■ Directions ■
1 – Check statements (a), (b) and (c) against the forum reply below. For each, answer yes or no and quote the words of the reply that decide it. (a) The reply says id numbers can have up to 38 digits. (b) The reply says the sequences must be incremented every day. (c) The reply says the database should raise an error when a specified id value is already taken.
2 – Copy word for word the part of the forum reply that opens with the words containing "If you take" and closes with "work for you.".
## START Reading passage
>If you don't mind to correct , where i have gone wrong
I already gave you code that will work as long as you get the next value from the sequence, or make sure ahead of time that the value is not already used.
The only time you need to worry about it is if the id field fills up (numbers are up to 38 digits, not too likely a problem for most systems), or if you create the data in a test database and import it into production database (or vice-versa). Then you have to increment the sequences to equal the highest value in the id field. That's a pretty simple pl/sql script to write, and not something you need to do everyday. Given a reminder in a week or so, I would even such a script and share it with you. Or, someone may already have one handy and beat me to it!
If you take the trouble to supply the insert statement with a specified id value and that value is already taken, the database SHOULD raise an error. It can't do what you've EXPLICTLY told it to do. If you don't care what the id value is, then you should let the trigger do the work for you.
It's bad design to do otherwise. Several people have already told you this. Telling the database to explicitly use one value for the id and having it change that value without your knowledge is an absolutely horrible idea. To put it bluntly, it is highly likely to make application maintenance a living hell, not to mention corrupt one heck of a lot of data if you use this technique for all your tables.
I can't fix what you've written simply because the approach you are taking won't work reliably.
Period. Ever. If you go down the path you are taking, you won't be able to use this form of the insert statement which allows you to insert more than one row at a time:
INSERT INTO the_table (col1, col2, col3) SELECT aa1, bb2, cc3 FROM some_other_table;
That is a mighty handy form of the insert statement and I wouldn't give it up lightly.
## END Reading passage
## START Given information
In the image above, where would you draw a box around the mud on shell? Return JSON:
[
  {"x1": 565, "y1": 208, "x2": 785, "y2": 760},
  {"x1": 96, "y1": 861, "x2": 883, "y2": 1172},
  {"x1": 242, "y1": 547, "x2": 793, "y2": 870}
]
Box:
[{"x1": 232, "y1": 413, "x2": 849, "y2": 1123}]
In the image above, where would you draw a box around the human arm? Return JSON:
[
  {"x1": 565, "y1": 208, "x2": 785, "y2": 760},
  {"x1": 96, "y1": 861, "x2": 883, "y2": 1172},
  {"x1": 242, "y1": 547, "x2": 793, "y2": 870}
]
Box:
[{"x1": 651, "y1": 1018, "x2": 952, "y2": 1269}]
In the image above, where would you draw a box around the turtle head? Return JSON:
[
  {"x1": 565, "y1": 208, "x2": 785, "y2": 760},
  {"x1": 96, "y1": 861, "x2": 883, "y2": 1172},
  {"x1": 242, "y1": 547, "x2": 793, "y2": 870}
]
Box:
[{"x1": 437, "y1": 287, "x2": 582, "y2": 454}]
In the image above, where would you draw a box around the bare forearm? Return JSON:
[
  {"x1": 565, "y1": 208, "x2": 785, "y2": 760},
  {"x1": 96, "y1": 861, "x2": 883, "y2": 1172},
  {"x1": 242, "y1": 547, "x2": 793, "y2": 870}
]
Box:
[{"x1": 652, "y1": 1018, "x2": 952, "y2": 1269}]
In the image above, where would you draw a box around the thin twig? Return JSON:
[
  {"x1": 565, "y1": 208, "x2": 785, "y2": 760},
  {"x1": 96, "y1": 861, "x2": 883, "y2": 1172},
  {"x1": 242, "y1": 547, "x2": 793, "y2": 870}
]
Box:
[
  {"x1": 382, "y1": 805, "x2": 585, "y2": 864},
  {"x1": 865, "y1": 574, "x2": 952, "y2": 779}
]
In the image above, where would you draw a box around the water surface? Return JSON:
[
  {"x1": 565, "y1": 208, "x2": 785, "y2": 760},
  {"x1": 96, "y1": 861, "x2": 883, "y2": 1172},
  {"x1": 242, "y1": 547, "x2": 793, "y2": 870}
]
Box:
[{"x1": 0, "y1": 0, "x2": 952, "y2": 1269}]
## END Given information
■ Task solutions ■
1 –
(a) Yes: "numbers are up to 38 digits"
(b) No: "not something you need to do everyday"
(c) Yes: "the database SHOULD raise an error"

2 –
If you take the trouble to supply the insert statement with a specified id value and that value is already taken, the database SHOULD raise an error. It can't do what you've EXPLICTLY told it to do. If you don't care what the id value is, then you should let the trigger do the work for you.